Brief: Recast the material from the line with "The service MUST place a point on the bare" to the line with "x=143, y=144", both included, as a JSON list of strings with one string per line and blank lines left out.

Entries from a collection:

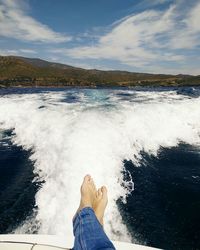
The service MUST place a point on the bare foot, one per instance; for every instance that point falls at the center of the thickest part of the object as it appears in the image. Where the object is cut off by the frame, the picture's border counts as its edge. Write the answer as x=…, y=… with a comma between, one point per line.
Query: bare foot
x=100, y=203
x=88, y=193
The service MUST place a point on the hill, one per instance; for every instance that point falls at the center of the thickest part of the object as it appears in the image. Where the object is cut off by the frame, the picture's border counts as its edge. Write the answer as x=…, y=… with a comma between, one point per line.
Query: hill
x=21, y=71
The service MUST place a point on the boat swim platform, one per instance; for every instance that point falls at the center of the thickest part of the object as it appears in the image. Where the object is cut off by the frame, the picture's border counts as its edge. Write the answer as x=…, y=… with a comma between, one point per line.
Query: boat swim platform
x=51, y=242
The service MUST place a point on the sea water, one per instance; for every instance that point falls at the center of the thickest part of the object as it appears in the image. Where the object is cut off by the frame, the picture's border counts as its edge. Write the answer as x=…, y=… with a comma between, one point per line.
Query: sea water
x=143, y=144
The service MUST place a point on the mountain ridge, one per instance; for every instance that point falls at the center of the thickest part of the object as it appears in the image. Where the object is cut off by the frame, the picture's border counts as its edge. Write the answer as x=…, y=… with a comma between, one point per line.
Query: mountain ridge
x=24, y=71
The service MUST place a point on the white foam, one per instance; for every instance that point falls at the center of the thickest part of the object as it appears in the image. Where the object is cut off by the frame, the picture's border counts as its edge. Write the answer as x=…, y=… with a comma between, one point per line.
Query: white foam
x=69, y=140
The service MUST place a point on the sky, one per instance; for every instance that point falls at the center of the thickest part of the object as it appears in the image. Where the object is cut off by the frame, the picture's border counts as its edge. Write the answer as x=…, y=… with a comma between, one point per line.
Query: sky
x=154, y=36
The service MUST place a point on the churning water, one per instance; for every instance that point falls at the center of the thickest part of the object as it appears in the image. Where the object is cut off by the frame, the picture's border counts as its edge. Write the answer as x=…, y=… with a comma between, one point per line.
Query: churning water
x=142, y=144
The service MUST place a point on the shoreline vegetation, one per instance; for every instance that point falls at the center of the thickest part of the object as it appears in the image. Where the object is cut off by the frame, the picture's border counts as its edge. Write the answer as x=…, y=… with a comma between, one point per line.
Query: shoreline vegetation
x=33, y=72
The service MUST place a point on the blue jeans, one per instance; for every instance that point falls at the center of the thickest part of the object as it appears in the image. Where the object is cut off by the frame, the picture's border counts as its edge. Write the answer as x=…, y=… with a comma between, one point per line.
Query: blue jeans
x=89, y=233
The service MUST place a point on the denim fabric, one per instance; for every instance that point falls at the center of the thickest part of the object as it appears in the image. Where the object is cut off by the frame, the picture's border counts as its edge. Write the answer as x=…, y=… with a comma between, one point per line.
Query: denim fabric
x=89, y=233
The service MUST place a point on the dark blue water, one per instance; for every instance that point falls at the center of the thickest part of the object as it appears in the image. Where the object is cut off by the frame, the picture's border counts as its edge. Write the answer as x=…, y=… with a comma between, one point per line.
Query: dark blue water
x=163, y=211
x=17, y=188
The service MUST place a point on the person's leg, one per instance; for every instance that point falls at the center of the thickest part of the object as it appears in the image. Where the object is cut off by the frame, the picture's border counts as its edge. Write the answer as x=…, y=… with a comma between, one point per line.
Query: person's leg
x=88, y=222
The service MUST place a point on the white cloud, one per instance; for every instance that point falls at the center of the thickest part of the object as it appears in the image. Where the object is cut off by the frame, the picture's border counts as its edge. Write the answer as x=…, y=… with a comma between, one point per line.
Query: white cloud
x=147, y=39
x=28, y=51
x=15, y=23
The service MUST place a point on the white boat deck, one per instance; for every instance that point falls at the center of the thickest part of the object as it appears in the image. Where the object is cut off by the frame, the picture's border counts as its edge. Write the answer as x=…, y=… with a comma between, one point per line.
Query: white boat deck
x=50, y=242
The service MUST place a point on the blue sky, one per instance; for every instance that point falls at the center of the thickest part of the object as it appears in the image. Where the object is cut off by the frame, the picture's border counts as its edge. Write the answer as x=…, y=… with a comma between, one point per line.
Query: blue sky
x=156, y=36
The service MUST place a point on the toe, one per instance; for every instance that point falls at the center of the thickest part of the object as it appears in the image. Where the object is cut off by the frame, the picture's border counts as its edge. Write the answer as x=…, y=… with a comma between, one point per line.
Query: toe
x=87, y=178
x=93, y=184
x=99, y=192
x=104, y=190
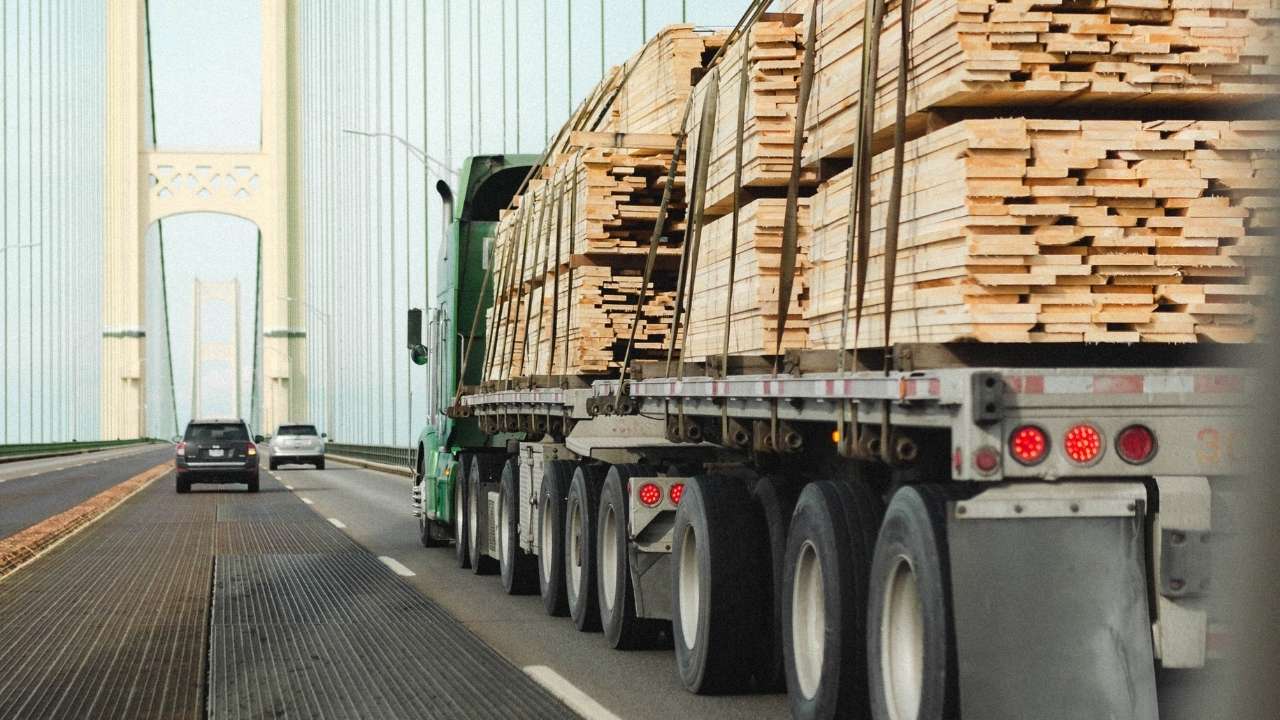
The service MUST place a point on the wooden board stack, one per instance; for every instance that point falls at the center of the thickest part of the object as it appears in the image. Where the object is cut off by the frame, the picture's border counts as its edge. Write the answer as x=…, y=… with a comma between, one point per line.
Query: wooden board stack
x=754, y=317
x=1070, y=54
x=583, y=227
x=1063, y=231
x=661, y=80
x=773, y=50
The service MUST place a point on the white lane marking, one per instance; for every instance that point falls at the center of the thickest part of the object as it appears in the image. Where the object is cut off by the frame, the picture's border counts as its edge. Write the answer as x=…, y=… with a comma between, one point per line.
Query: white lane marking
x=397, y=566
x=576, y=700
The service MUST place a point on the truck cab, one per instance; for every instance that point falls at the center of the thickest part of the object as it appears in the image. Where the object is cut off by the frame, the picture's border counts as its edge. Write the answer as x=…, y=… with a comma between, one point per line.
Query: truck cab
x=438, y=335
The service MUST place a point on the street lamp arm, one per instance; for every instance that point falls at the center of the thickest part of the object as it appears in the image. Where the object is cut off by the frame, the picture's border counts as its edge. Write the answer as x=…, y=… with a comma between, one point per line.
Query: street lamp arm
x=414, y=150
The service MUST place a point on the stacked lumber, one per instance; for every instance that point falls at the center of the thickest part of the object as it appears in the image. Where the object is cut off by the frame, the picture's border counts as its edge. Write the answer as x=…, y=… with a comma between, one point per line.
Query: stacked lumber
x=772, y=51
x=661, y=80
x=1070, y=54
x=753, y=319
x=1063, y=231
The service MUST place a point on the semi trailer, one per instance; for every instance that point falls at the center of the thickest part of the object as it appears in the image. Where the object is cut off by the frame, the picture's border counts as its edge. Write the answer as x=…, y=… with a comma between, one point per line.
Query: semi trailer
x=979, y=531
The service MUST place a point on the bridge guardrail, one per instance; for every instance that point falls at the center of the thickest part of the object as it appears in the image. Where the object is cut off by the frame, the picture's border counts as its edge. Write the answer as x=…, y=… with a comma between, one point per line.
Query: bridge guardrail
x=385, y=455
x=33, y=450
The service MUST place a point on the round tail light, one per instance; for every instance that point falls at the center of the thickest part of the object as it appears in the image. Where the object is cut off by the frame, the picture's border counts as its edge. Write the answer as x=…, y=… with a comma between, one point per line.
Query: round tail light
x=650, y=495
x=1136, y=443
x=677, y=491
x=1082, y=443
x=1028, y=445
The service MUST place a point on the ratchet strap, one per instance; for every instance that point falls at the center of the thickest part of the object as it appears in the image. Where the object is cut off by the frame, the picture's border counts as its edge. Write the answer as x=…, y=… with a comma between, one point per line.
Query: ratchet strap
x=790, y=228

---

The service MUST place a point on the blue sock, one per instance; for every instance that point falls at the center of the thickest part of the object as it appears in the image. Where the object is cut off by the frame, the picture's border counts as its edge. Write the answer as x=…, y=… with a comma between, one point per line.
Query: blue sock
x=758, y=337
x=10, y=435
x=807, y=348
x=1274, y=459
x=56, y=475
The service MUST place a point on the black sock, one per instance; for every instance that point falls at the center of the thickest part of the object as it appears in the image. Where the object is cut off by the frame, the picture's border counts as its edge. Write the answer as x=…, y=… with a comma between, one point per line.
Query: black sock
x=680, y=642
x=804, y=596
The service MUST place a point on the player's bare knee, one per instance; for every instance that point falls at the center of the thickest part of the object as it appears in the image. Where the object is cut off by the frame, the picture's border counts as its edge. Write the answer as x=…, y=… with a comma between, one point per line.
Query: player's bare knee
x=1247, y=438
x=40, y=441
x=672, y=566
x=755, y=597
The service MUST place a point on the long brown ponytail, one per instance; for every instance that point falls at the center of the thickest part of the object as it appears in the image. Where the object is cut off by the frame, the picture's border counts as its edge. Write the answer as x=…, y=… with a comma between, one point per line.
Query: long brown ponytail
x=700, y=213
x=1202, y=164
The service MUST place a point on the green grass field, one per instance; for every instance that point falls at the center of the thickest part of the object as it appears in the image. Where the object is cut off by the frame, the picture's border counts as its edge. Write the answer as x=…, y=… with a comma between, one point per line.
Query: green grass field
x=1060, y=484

The output:
[
  "The service MUST place a point on the bare foot, one per instance; for every instance that point falls at the center of the thickest part of the object as it appears in the image. Where the object is cut off by the frame, the picture's border counts as its edge. Write the answer as x=…, y=… with a comma between, one point per line.",
  "Query: bare foot",
  "x=100, y=203",
  "x=88, y=193",
  "The service MUST place a point on the hill, one per instance; for every instance that point falls at the center of the thickest part of the object as it appears in the image. Where the object is cut off by the frame, the picture's border counts as its edge. Write the answer as x=…, y=… with a comma between, one point per line.",
  "Query: hill",
  "x=21, y=71",
  "The service MUST place a point on the boat swim platform, one per instance; for every instance that point falls at the center of the thickest part of the object as it appears in the image. Where the object is cut off by the frame, the picture's border counts as its edge. Write the answer as x=…, y=… with a comma between, one point per line.",
  "Query: boat swim platform",
  "x=51, y=242",
  "The service MUST place a point on the sea water, one per instance; for every instance that point falls at the center of the thickest part of the object as it appears in the image. Where the object is cut off by the frame, the picture's border counts as its edge. Write the answer as x=…, y=… with a comma between, one point per line.",
  "Query: sea water",
  "x=143, y=144"
]